--- begin Data for the task ---

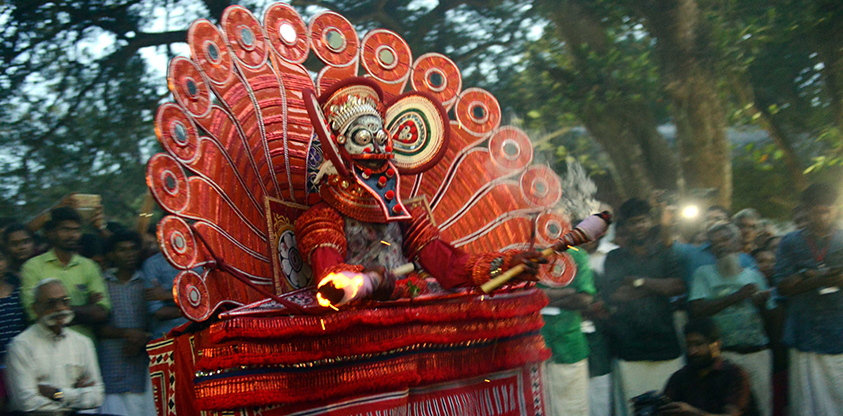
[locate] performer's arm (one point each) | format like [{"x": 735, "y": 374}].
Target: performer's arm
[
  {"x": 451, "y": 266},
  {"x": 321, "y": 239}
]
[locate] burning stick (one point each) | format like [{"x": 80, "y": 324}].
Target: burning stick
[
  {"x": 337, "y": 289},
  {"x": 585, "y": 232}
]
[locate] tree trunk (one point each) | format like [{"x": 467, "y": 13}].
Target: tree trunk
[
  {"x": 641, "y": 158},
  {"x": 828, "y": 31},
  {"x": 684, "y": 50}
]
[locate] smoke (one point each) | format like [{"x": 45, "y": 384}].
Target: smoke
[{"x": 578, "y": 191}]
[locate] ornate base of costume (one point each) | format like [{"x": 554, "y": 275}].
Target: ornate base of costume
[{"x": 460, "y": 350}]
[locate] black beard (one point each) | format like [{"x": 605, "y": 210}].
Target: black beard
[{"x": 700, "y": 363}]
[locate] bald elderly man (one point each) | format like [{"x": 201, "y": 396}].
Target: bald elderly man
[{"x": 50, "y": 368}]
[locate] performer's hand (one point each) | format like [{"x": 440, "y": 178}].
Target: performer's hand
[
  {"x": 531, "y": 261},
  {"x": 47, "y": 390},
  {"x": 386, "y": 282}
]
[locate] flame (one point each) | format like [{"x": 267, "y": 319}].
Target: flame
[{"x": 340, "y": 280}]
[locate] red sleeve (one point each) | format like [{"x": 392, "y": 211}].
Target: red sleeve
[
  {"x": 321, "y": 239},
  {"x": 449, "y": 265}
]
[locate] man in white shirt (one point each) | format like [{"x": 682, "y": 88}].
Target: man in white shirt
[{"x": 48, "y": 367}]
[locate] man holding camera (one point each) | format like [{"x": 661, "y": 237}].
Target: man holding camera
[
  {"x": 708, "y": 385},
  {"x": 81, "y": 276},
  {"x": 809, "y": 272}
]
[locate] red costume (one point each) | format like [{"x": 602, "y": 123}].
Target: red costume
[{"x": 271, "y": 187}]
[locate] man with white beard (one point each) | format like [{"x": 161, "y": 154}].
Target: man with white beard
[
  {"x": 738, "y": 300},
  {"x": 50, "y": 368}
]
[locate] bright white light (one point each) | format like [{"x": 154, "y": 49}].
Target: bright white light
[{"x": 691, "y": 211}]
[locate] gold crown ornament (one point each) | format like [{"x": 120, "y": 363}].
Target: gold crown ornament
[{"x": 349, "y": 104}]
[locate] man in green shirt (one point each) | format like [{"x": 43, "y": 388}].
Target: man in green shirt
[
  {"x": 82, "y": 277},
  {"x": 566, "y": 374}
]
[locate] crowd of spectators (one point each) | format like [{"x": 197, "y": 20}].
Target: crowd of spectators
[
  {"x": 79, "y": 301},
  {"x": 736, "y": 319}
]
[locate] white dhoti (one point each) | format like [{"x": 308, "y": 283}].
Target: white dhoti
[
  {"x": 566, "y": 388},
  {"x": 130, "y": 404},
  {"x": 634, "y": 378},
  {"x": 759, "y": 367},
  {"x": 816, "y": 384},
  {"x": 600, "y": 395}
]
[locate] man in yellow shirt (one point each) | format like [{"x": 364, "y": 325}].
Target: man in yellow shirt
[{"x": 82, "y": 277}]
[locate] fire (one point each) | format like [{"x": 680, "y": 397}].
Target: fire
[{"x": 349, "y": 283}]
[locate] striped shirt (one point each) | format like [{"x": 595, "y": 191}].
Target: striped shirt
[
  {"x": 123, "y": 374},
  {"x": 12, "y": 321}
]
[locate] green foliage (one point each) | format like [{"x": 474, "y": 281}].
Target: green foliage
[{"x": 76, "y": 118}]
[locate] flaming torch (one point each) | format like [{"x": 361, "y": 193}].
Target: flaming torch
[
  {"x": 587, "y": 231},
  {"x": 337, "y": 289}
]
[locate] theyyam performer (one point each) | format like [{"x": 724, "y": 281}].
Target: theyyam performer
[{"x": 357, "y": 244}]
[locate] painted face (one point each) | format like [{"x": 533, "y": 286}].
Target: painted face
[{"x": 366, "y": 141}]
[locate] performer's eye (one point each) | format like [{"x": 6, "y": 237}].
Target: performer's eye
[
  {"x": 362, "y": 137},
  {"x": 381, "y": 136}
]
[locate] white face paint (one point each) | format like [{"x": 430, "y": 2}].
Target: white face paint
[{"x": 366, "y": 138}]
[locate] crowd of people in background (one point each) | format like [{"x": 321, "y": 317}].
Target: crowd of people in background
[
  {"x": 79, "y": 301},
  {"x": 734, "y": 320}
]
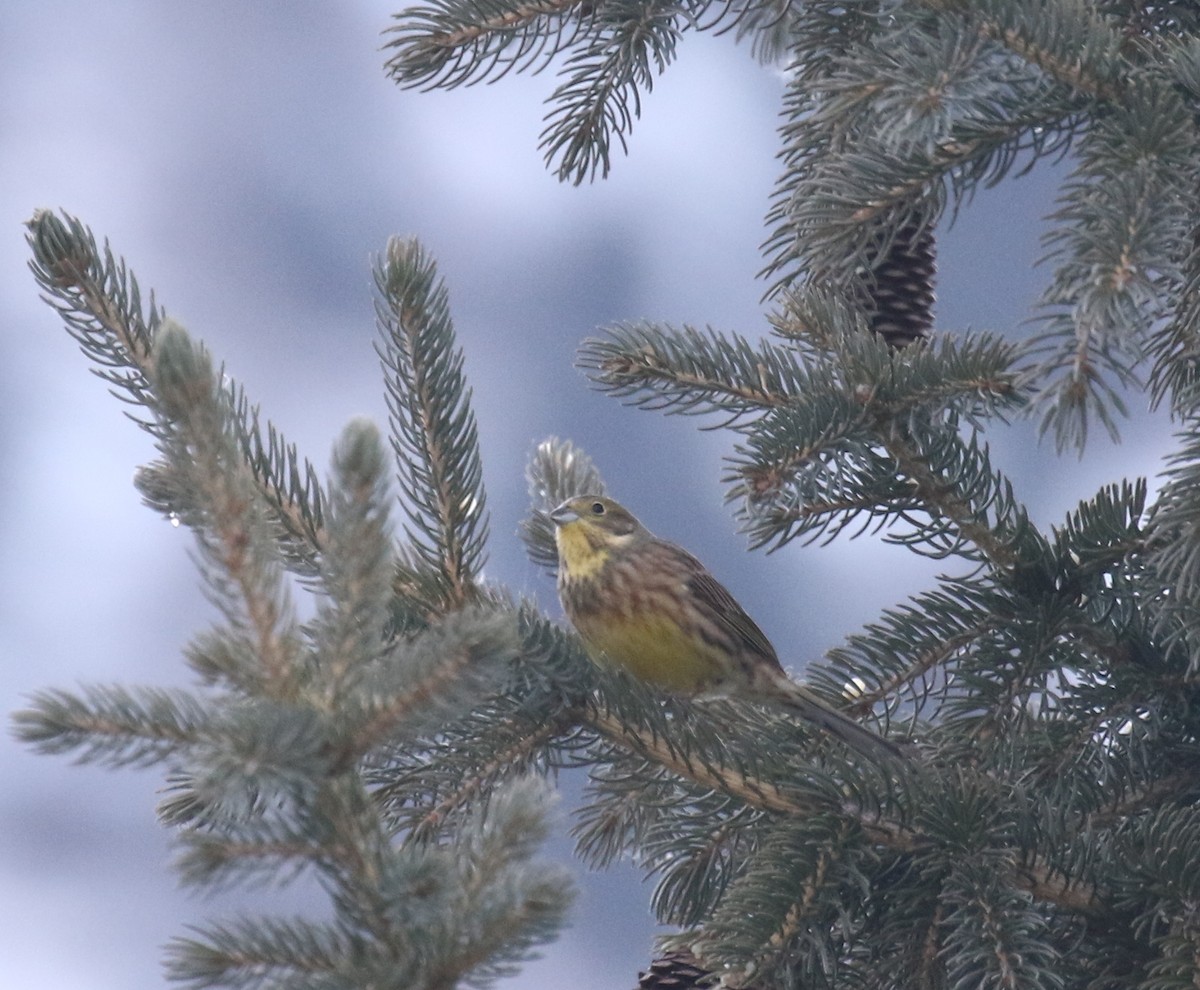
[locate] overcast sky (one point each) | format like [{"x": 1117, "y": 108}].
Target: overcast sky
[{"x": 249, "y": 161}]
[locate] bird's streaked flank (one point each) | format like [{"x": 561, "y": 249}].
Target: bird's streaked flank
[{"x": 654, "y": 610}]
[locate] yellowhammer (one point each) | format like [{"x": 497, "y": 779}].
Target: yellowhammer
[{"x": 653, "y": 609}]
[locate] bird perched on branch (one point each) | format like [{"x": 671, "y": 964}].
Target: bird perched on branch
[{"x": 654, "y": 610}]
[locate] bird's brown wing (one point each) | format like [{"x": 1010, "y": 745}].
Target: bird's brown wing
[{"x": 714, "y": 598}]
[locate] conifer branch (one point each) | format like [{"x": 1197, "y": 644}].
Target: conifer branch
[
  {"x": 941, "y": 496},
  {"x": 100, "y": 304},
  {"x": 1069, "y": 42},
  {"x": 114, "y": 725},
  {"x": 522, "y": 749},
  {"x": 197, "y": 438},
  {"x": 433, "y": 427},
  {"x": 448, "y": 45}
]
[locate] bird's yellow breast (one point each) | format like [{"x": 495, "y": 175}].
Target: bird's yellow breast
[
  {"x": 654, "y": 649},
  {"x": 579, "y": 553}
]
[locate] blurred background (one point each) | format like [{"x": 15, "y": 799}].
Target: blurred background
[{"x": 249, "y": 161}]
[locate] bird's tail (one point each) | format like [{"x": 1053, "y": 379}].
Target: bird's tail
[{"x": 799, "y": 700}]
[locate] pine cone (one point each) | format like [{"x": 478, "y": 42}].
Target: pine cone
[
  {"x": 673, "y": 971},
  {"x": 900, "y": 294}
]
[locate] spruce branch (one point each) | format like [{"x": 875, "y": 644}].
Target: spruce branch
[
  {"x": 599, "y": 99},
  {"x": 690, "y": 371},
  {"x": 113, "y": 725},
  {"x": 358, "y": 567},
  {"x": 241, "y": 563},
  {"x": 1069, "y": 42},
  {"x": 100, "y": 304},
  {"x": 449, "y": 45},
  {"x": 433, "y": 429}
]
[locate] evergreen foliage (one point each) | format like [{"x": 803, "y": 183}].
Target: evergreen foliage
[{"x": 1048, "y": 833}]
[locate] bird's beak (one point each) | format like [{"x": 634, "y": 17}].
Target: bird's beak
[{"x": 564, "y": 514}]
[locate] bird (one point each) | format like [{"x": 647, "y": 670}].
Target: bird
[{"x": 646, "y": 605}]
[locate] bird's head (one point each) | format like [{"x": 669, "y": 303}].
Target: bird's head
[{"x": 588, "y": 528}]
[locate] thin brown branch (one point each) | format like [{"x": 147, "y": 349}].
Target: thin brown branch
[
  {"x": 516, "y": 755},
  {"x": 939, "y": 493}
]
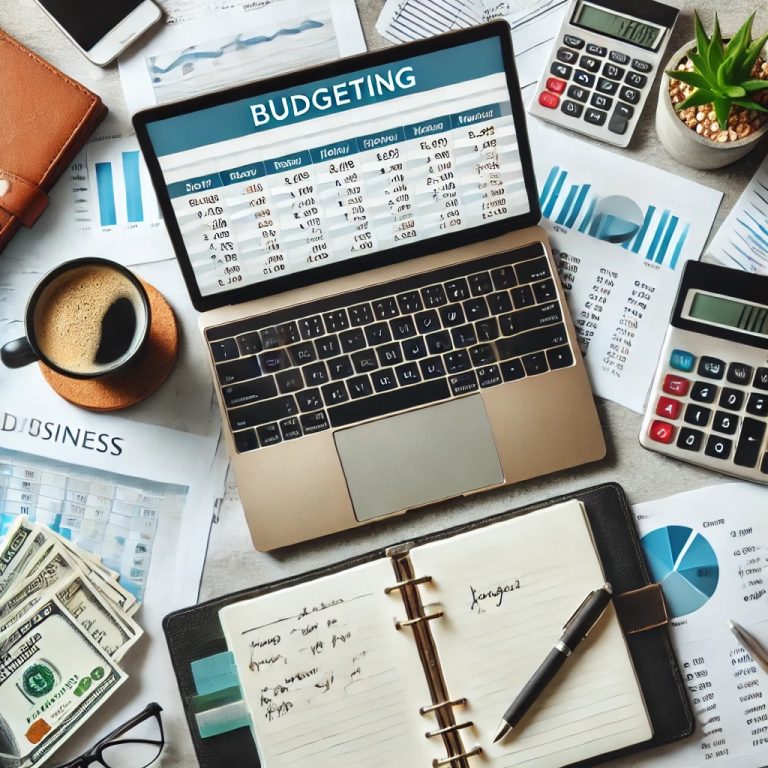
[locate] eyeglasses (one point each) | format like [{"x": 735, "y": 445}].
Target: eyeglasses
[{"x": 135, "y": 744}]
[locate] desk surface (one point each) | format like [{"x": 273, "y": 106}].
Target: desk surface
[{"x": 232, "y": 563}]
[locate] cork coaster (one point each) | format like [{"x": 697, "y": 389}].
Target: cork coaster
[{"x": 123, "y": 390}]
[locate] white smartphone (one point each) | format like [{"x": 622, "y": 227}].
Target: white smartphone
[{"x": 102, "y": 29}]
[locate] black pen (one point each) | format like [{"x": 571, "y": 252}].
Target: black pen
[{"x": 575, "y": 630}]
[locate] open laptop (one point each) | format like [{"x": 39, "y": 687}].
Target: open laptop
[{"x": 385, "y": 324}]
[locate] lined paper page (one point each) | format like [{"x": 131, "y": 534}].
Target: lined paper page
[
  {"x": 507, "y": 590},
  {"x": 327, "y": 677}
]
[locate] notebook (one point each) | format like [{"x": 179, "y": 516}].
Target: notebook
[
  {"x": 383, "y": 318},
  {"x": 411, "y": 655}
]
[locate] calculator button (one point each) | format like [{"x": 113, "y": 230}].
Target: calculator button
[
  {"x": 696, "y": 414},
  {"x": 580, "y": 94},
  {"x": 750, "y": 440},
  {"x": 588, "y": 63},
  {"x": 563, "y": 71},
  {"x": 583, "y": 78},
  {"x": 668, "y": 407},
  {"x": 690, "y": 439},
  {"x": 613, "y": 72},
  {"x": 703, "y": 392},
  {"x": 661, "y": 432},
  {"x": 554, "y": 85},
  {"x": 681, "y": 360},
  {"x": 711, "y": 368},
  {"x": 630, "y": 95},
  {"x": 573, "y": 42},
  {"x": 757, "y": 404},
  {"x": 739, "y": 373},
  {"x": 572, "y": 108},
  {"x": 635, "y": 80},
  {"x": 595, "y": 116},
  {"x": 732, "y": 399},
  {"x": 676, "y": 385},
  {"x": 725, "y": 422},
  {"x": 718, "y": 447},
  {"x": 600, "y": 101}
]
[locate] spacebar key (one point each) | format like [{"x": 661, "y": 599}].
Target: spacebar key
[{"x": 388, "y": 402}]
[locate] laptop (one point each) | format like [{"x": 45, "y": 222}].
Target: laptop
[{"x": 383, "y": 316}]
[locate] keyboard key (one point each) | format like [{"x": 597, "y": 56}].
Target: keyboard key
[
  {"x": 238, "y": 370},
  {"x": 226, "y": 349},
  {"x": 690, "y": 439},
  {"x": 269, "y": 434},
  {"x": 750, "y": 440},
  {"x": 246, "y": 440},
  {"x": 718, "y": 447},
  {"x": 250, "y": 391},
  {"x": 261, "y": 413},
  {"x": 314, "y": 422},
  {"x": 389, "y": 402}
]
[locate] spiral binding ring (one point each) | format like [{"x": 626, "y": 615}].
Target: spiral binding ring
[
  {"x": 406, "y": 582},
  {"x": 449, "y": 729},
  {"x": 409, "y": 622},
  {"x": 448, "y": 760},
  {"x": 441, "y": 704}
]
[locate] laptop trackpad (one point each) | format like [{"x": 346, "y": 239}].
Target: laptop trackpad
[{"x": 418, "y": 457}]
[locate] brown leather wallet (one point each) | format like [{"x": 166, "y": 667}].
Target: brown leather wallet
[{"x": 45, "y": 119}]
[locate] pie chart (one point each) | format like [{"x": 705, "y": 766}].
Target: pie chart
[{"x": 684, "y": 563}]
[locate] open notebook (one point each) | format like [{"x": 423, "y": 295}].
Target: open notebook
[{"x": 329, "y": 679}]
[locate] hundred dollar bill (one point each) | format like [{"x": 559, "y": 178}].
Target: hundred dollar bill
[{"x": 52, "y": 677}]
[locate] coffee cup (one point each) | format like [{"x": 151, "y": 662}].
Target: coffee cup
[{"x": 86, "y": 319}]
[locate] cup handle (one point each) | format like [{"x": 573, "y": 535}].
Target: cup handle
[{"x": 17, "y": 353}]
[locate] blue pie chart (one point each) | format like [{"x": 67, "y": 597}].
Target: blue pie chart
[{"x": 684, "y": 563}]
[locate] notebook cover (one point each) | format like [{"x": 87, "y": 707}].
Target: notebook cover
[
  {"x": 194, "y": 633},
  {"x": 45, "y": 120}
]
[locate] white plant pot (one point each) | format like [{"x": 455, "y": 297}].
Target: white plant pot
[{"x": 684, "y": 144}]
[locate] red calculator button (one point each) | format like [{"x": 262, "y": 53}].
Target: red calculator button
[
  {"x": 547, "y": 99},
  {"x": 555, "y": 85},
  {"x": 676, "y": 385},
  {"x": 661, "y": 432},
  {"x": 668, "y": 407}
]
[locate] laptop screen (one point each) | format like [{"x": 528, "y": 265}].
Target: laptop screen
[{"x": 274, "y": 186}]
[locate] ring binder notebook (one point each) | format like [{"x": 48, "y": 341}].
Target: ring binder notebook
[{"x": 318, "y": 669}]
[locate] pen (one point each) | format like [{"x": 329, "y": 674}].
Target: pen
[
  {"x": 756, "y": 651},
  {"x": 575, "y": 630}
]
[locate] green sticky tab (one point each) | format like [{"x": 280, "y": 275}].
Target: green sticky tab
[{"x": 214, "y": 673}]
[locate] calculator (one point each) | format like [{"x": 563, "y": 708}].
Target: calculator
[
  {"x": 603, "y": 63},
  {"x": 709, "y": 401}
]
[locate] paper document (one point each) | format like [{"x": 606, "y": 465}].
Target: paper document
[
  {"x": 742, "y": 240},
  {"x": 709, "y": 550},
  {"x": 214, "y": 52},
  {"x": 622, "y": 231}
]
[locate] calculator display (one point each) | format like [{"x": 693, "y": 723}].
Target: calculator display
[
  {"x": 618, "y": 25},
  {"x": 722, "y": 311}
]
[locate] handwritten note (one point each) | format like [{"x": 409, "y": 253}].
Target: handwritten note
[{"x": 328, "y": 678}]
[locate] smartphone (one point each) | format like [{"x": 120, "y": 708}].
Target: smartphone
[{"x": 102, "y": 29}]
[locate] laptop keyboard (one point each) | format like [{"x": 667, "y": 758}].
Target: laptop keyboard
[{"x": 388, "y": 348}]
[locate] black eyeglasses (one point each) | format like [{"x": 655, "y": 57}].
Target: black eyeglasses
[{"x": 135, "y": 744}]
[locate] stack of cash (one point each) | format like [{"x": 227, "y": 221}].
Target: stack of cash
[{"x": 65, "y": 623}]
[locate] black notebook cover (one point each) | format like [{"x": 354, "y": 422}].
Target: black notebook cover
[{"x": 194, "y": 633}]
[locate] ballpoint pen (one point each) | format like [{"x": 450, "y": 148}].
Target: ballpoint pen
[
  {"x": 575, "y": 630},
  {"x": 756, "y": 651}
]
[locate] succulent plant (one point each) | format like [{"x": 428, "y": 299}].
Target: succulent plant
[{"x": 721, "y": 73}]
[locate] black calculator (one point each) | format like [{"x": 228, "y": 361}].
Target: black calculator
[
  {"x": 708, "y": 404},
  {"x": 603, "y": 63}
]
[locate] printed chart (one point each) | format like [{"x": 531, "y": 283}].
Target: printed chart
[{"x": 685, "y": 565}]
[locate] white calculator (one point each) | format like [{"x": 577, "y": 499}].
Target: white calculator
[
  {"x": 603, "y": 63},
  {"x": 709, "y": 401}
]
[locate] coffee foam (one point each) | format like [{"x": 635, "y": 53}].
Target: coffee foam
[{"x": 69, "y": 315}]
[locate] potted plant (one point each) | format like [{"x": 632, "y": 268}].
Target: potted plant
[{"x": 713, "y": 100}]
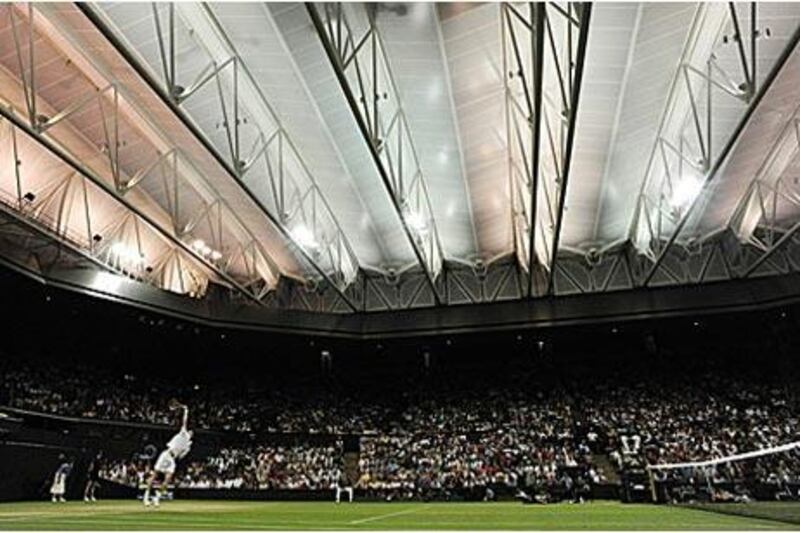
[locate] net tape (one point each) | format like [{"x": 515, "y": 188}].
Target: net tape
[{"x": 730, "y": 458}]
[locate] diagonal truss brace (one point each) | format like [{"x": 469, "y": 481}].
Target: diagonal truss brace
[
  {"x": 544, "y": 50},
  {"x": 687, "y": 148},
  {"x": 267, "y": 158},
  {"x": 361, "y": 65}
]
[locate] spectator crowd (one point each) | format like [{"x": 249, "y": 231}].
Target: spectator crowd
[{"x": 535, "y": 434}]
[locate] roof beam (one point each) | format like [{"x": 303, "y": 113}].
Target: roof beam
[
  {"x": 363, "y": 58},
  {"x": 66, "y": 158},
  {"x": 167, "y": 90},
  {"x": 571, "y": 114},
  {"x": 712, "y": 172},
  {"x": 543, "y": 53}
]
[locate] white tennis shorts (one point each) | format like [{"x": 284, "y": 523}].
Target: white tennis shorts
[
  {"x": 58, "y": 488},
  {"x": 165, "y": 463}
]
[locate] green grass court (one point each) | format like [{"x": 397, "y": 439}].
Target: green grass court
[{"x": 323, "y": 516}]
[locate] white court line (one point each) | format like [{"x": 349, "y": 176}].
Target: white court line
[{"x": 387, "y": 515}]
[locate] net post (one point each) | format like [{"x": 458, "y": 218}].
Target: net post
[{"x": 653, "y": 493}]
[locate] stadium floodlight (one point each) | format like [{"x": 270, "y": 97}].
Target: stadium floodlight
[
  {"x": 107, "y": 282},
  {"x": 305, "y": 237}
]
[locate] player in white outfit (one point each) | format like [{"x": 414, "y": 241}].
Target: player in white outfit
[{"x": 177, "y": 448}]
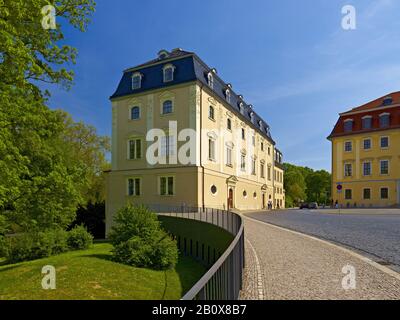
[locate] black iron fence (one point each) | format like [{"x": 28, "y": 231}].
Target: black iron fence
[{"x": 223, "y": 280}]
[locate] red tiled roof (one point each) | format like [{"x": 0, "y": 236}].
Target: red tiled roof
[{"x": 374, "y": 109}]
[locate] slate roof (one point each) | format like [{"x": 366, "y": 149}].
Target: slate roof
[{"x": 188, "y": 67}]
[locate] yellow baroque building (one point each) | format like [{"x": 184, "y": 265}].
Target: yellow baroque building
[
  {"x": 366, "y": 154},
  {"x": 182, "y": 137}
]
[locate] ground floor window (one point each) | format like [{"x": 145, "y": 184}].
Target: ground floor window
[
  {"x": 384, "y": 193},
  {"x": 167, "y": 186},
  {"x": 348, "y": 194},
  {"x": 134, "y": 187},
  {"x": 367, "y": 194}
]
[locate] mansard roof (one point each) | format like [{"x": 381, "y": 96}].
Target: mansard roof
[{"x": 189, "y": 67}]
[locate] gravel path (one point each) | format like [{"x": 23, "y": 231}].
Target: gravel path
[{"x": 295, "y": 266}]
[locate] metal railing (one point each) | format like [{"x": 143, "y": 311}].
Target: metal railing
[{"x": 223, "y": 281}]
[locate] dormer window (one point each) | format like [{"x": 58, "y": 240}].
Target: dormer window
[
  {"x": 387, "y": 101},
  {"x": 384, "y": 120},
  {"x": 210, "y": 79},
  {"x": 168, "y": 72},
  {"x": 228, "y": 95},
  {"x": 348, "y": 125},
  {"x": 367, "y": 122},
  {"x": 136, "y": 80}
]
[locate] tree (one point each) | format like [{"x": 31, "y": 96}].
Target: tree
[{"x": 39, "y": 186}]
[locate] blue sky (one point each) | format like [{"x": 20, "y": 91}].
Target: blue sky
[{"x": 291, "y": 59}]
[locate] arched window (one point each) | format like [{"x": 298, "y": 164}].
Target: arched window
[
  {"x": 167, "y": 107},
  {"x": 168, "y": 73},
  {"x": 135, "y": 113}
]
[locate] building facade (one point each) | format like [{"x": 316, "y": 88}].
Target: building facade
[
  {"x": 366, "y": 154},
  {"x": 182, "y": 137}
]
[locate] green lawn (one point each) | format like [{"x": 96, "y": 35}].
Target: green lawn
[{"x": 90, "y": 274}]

--- end Data for the task ---

In the records above, find the line containing "[locate] mansard roof"; please retype it and every line after it through the last line, exactly and with nothing else.

Output of the exercise —
[locate] mansard roof (one point each) | format like [{"x": 381, "y": 96}].
Target: mansard roof
[{"x": 189, "y": 67}]
[locate] gravel path (one point each) | format like [{"x": 23, "y": 231}].
Target: gravel path
[{"x": 295, "y": 266}]
[locate] metal railing (one point each) | format like [{"x": 143, "y": 311}].
Target: metal railing
[{"x": 223, "y": 281}]
[locate] dormer window (one point each) | format like [{"x": 58, "y": 240}].
Target: dormer window
[
  {"x": 387, "y": 101},
  {"x": 384, "y": 120},
  {"x": 210, "y": 79},
  {"x": 168, "y": 72},
  {"x": 228, "y": 95},
  {"x": 348, "y": 125},
  {"x": 367, "y": 122},
  {"x": 136, "y": 80}
]
[locate] tree (one point each) | format like [{"x": 31, "y": 96}].
Target: tree
[{"x": 39, "y": 186}]
[locate] blue sky (one point each) | format like [{"x": 20, "y": 91}].
Target: blue sky
[{"x": 291, "y": 59}]
[locate] arched window (one point each) | format like [{"x": 298, "y": 164}].
Target: arched window
[
  {"x": 167, "y": 107},
  {"x": 168, "y": 73},
  {"x": 135, "y": 113}
]
[locate] building facade (one point each) | format like [{"x": 316, "y": 88}].
Target: building facade
[
  {"x": 366, "y": 154},
  {"x": 182, "y": 137}
]
[locate] green lawn (one point each) | format like [{"x": 96, "y": 35}].
Target: green lawn
[{"x": 90, "y": 274}]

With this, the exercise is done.